## Material provided

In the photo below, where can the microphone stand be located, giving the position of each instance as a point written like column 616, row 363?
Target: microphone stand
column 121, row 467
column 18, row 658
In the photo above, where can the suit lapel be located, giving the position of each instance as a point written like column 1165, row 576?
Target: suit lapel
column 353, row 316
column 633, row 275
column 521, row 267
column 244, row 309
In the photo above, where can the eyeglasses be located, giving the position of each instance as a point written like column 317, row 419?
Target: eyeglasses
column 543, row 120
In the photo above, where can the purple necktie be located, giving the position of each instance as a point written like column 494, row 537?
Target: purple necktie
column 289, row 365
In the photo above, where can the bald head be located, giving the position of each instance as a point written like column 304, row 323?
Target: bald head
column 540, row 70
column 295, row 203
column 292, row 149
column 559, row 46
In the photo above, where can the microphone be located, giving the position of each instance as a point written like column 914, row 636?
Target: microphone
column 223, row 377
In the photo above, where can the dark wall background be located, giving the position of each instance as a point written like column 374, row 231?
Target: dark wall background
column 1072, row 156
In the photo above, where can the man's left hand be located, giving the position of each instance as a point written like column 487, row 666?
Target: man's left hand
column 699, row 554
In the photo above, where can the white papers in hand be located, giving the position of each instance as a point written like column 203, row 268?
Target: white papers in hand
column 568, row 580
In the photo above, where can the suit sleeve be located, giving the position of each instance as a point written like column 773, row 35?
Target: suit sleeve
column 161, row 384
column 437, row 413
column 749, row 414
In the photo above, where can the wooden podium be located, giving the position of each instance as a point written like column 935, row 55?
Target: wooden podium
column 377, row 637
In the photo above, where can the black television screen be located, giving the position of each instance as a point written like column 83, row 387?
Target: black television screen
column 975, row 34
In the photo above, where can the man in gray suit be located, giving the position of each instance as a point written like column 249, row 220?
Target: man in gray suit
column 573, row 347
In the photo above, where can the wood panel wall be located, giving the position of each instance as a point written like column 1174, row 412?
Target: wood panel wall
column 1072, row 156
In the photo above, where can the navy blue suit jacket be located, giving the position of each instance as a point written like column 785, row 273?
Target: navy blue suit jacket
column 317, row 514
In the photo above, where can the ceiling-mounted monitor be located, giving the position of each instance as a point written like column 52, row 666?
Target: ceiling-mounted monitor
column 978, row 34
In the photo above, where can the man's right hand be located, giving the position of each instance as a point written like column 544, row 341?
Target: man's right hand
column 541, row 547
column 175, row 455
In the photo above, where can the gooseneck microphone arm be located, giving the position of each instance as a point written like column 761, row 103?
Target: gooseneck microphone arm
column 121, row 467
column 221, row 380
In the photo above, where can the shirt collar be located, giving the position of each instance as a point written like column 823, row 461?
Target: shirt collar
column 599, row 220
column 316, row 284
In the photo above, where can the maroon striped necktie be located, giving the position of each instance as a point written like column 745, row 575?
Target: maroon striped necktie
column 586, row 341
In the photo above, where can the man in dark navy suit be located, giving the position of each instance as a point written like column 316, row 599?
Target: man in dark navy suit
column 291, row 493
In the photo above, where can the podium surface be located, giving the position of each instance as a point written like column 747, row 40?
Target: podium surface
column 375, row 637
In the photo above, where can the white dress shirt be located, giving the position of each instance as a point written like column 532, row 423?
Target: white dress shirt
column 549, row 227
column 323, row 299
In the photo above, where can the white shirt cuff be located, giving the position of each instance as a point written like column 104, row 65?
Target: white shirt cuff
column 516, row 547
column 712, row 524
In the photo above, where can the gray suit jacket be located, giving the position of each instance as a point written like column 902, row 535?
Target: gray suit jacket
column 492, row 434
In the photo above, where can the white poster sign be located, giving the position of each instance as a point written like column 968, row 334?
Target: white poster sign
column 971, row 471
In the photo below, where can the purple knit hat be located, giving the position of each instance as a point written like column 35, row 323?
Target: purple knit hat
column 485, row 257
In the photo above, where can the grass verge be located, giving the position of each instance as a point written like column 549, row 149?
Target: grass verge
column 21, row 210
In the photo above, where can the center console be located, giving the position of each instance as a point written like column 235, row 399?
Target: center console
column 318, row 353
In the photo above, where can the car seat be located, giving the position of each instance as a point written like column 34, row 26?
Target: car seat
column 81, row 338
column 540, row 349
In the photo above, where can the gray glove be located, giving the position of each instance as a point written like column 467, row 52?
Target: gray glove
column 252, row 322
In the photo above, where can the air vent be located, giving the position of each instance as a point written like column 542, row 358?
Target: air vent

## Task statement
Convert every line of the listing above into a numbered list, leaving out any blank lines.

## Written answer
1. In the photo below, where can the microphone stand be located, giving the position of each instance as a point written like column 616, row 363?
2. Target: microphone stand
3. column 121, row 467
4. column 18, row 658
5. In the photo above, where can the suit lapel be located, giving the position of each instance as a point written like column 1165, row 576?
6. Target: suit lapel
7. column 353, row 316
8. column 633, row 275
9. column 521, row 267
10. column 244, row 309
11. In the photo above, where can the eyeglasses be located, giving the position of each instance as a point written like column 317, row 419?
12. Target: eyeglasses
13. column 543, row 120
14. In the photo above, where can the purple necktie be located, giving the position of each instance as a point written like column 494, row 537?
15. Target: purple necktie
16. column 289, row 365
17. In the photo above, where can the bald head be located, giving the position of each instance as a point written like column 304, row 323?
18. Target: bald head
19. column 540, row 70
20. column 295, row 203
21. column 292, row 149
22. column 559, row 46
23. In the photo above, where can the microphone be located, giving the position of each instance as a point written like column 914, row 636?
24. Target: microphone
25. column 223, row 377
26. In the photo above, where can the dark wall background be located, giving the position of each instance as a point written like column 374, row 231?
27. Target: dark wall background
28. column 1072, row 156
29. In the photo above, where can the man's left hand be located, giving the position of each instance as a point written like column 487, row 666?
30. Target: man's left hand
31. column 699, row 554
32. In the photo above, where can the white papers in hand be located, giving the position of each instance as a point written like column 203, row 268?
33. Target: white papers in hand
34. column 568, row 580
35. In the photo above, where can the suit sleeve be located, giving the position of each instance as a point written like column 773, row 35?
36. Target: suit sleeve
37. column 161, row 384
38. column 437, row 413
39. column 749, row 414
40. In the photo above, where can the wooden podium be located, giving the position of each instance as a point written like column 935, row 55?
41. Target: wooden podium
42. column 377, row 637
43. In the photo above, where can the black television screen be located, giving the position of each instance as a point written like column 83, row 387?
44. Target: black television screen
45. column 975, row 34
46. In the photo above, where can the man in gray suit be located, giving the position of each instance as a point written like column 249, row 220?
47. Target: man in gray suit
48. column 573, row 347
49. In the photo above, where can the wood panel wall be located, giving the position of each instance as a point written like column 1174, row 412?
50. Target: wood panel wall
51. column 1072, row 156
52. In the photo above, where can the navy blue suit jacket be located, giving the position of each instance as a point written like column 785, row 273?
53. Target: navy blue suit jacket
54. column 317, row 514
55. In the photo above, where can the ceiling-mounted monitor be located, giving the position of each instance as a point written like column 52, row 666?
56. Target: ceiling-mounted monitor
57. column 978, row 34
58. In the photo above, where can the man's right hand be located, giving the position of each instance as a point written like column 544, row 341?
59. Target: man's right hand
60. column 541, row 547
61. column 175, row 455
62. In the photo above, where can the gooseneck microphone arm be located, giving the position of each instance as a point written like column 761, row 103?
63. Target: gooseneck microphone arm
64. column 121, row 467
65. column 221, row 380
66. In the photo above, where can the shirt collar be located, giving the position of each instance as a point written like column 823, row 461?
67. Target: shirt collar
68. column 599, row 220
69. column 316, row 284
70. In the photo above, where can the maroon striped necktie be located, giving the position of each instance as a point written like column 745, row 575?
71. Target: maroon striped necktie
72. column 586, row 341
73. In the photo above, where can the man in dark navy suit be located, giving the position of each instance as a point written like column 316, row 599?
74. Target: man in dark navy suit
75. column 291, row 493
76. In the photo above, where can the podium surface be located, giving the position of each instance as a point written like column 747, row 40?
77. Target: podium surface
78. column 375, row 637
79. In the photo above, where can the white dress shirt be located, giving the position of each instance as a point written like column 532, row 423?
80. Target: white dress shirt
81. column 549, row 227
82. column 323, row 299
83. In the photo above, where can the white shirt cuff be located, giving the position of each instance as a point written like column 104, row 65?
84. Target: white shirt cuff
85. column 516, row 547
86. column 712, row 524
87. In the photo above, where can the gray suit jacket be located, giving the position of each instance as a point written like column 902, row 535?
88. Target: gray suit jacket
89. column 492, row 434
90. In the photo above, where can the white poster sign be located, giving the position of each instance as a point written like column 968, row 334?
91. Target: white poster sign
92. column 971, row 471
93. In the photo below, where can the purple knit hat be located, giving the position of each instance as a point written like column 35, row 323?
94. Target: purple knit hat
95. column 485, row 257
96. In the photo above, where can the grass verge be located, giving the position of each instance as a point written like column 549, row 149?
97. Target: grass verge
98. column 21, row 210
99. In the photo above, where can the center console be located, giving the position of each instance as a point written like column 235, row 399?
100. Target: center console
101. column 318, row 353
102. In the photo above, where can the car seat be located, giving the position of each instance as a point written like column 34, row 26?
103. Target: car seat
104. column 81, row 338
105. column 540, row 349
106. In the photo above, where can the gray glove be located, giving the position of each instance as a point written like column 467, row 52?
107. Target: gray glove
108. column 252, row 322
109. In the photo above, where can the air vent be located, giving the position of each instance as a point written like column 542, row 358?
110. Target: air vent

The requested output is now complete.